• RECORDS FOR THE EXERCISE
——————
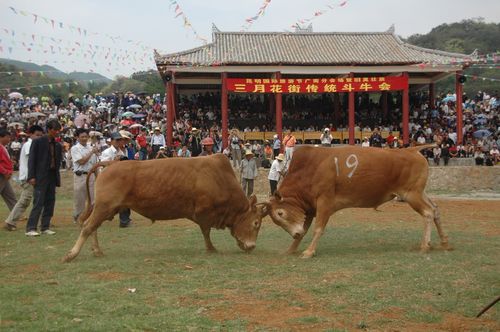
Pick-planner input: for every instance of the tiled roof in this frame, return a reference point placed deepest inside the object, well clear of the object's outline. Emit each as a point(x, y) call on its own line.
——————
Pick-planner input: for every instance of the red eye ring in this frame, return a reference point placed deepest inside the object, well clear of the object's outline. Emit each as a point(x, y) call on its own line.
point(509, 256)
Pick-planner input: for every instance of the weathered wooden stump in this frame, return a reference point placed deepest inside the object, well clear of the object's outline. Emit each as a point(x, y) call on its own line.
——————
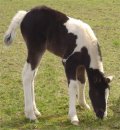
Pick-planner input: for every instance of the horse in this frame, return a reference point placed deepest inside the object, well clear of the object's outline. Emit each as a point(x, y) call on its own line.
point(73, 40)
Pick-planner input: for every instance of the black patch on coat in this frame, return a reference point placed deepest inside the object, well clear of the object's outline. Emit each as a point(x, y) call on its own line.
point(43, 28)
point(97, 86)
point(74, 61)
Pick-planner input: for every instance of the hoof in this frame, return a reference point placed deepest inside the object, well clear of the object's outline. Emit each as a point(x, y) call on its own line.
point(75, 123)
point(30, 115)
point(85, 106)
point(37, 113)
——————
• PROBLEM DESCRIPTION
Scale the material from the line with "Pick-planner input: for every instance of the black" to the line with "point(74, 61)", both ends included, and return only those lines. Reproduce every line, requests too, but multiply each coordinate in the answers by 0.9 and round it to a whole number, with halves rounded up.

• SOLUTION
Pick-planner input: for every instance of the black patch on coat in this frame, return a reference point placed deepest inside the object, well clear of the object's outline. Emit each as a point(x, y) call on its own line.
point(39, 25)
point(87, 77)
point(67, 55)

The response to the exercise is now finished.